== DATASET EXTRACT

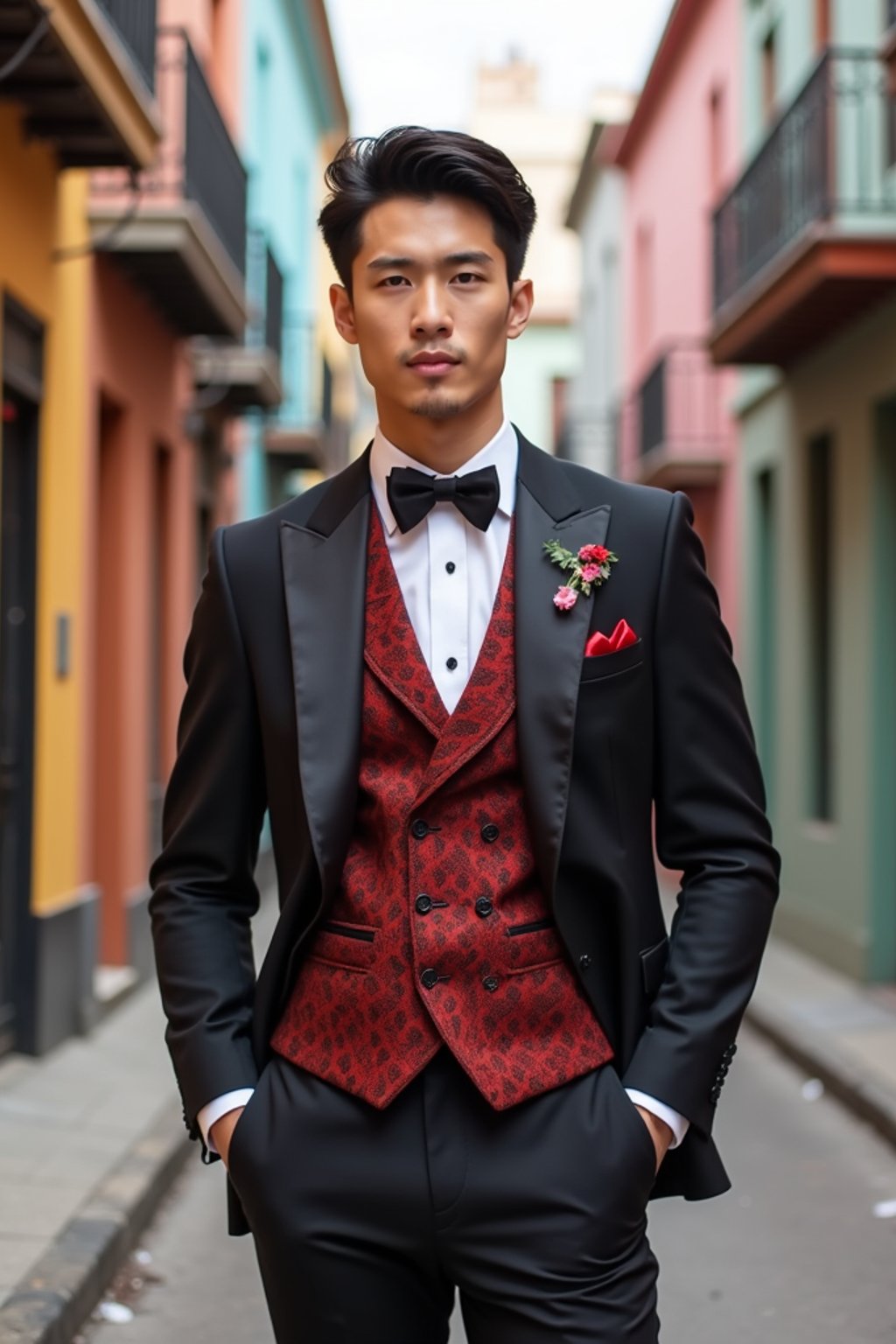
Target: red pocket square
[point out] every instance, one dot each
(599, 642)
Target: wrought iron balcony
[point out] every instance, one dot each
(82, 75)
(304, 433)
(183, 234)
(135, 22)
(806, 240)
(673, 429)
(248, 374)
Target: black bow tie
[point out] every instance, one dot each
(413, 494)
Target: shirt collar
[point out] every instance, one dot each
(500, 452)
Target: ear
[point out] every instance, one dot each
(343, 313)
(520, 308)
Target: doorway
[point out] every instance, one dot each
(22, 394)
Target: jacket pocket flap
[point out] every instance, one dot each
(653, 964)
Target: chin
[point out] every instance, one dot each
(438, 406)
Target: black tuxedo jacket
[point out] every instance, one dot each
(271, 719)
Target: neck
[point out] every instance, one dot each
(444, 445)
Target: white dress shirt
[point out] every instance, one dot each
(449, 574)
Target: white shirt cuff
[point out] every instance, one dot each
(218, 1108)
(676, 1123)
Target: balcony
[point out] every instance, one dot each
(248, 374)
(80, 70)
(304, 434)
(673, 430)
(182, 233)
(806, 240)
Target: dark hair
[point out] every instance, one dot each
(416, 162)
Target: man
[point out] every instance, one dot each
(459, 675)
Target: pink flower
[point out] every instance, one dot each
(564, 598)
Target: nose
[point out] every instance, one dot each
(431, 315)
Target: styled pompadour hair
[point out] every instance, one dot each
(419, 163)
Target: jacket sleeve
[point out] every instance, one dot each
(710, 824)
(203, 889)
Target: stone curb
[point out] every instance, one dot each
(864, 1096)
(54, 1300)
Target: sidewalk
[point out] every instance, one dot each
(92, 1136)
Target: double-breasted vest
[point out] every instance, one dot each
(439, 933)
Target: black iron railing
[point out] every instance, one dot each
(830, 156)
(214, 175)
(274, 306)
(265, 290)
(135, 22)
(679, 405)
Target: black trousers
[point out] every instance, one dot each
(366, 1221)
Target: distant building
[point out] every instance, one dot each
(544, 145)
(680, 150)
(803, 298)
(597, 214)
(291, 118)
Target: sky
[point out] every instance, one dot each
(414, 60)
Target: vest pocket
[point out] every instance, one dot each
(534, 944)
(346, 945)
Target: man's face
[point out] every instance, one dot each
(430, 308)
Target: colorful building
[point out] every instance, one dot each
(803, 295)
(544, 144)
(290, 80)
(597, 213)
(77, 92)
(679, 150)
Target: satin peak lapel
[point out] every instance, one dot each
(324, 578)
(550, 644)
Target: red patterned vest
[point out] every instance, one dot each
(439, 932)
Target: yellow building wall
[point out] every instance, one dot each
(29, 237)
(62, 752)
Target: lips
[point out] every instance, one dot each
(433, 361)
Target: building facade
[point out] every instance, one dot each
(546, 145)
(598, 215)
(290, 80)
(805, 300)
(77, 93)
(679, 150)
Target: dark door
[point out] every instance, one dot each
(18, 564)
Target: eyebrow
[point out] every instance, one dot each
(474, 258)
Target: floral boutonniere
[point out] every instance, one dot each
(587, 569)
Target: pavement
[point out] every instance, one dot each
(92, 1135)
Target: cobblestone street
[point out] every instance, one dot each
(793, 1254)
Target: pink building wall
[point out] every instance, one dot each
(682, 152)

====

*WHAT IS REQUIRED*. Please output the whole listing above as a numbered list, leaving out blank lines and the pictures.

*WORKED ANSWER*.
1. Target: red pocket square
2. [point out] every instance, one dot each
3. (599, 642)
4. Target: wrought iron balcony
5. [point out] every instance, one dot each
6. (82, 75)
7. (304, 433)
8. (183, 234)
9. (135, 22)
10. (806, 240)
11. (673, 429)
12. (248, 374)
13. Target: black bow tie
14. [point out] every instance, one dot each
15. (413, 494)
16. Target: shirt collar
17. [point out] every instance, one dot each
18. (500, 452)
19. Target: ear
20. [point out] every instance, one dot each
21. (343, 313)
22. (520, 308)
23. Target: doorway
24. [point out] every instance, one dot each
25. (22, 394)
26. Target: jacket pocket flap
27. [point out] every instance, one dot each
28. (653, 964)
29. Target: chin
30. [point out] every instance, one dot each
31. (438, 406)
32. Target: black tuxedo jacket
33. [point out] every instance, one dot each
34. (271, 719)
35. Target: neck
36. [point out] every instance, one dot each
37. (444, 445)
38. Target: white dress shirt
39. [point out] every instance, one dot each
40. (449, 574)
41. Target: white shirt cuff
42. [point out] every instance, one dot each
43. (218, 1108)
44. (676, 1123)
45. Target: balcony
46. [point out] every instance, one dot each
47. (248, 374)
48. (80, 70)
49. (304, 434)
50. (673, 430)
51. (182, 233)
52. (806, 240)
53. Target: dark hair
54. [point out] every instance, one dot each
55. (416, 162)
56. Target: man
57. [point out] every instance, one dot each
58. (459, 675)
59. Target: pink flower
60. [point out] every instance, one dot each
61. (564, 598)
62. Target: nose
63. [point out] every instance, one dot each
64. (431, 315)
65. Target: styled pompadour hair
66. [point out] every instance, one dot each
67. (419, 163)
68. Target: jacket sleeve
69. [point out] every instance, one dot each
70. (710, 824)
71. (203, 889)
72. Target: stone curb
73. [point out] every instance, one dot each
74. (864, 1096)
75. (54, 1300)
76. Target: sidewalk
77. [point out] every instance, one dot each
78. (92, 1136)
79. Target: double-breasted vest
80. [point out] every instance, one dot each
81. (439, 933)
82. Target: black iron railing
83. [point out] every instance, one dot each
84. (830, 156)
85. (214, 175)
86. (274, 306)
87. (265, 290)
88. (135, 22)
89. (679, 405)
90. Target: black trousers
91. [point out] every instance, one dot each
92. (366, 1221)
93. Target: distant building
94. [point out] every instance, one dot each
95. (544, 145)
96. (680, 150)
97. (803, 298)
98. (597, 214)
99. (291, 118)
100. Target: sky
101. [point out] every instance, one dot each
102. (414, 60)
103. Target: vest pocket
104. [point out] every instance, one dot each
105. (534, 944)
106. (346, 945)
107. Target: man's face
108. [point out] every instance, one dot each
109. (430, 308)
110. Target: colorful building
111. [point out] every instance, one dot each
112. (803, 295)
113. (544, 144)
114. (290, 80)
115. (597, 213)
116. (77, 92)
117. (679, 150)
118. Target: satin peak lapel
119. [point out] every instance, one dot each
120. (324, 578)
121. (550, 644)
122. Target: red patterned vest
123. [point out] every instance, one dot each
124. (439, 932)
125. Target: yellow building wall
126. [point out] every instance, one dot each
127. (29, 237)
128. (62, 752)
129. Target: lips
130. [point out] every instance, one dot each
131. (433, 361)
132. Target: building facade
133. [point out] every instance, one dot each
134. (546, 145)
135. (598, 215)
136. (290, 80)
137. (805, 300)
138. (77, 93)
139. (679, 150)
140. Target: dark door
141. [point out] every instance, one dot each
142. (18, 564)
143. Target: eyebrow
144. [point out] every instance, one dot each
145. (474, 258)
146. Target: floral boutonniere
147. [point out] every instance, one dot each
148. (587, 569)
149. Target: pavement
150. [point out] every instance, one dot each
151. (92, 1135)
152. Target: cobblestone street
153. [point out] every instance, one dot each
154. (793, 1254)
155. Target: pink building wall
156. [point out] every instance, one dot each
157. (682, 152)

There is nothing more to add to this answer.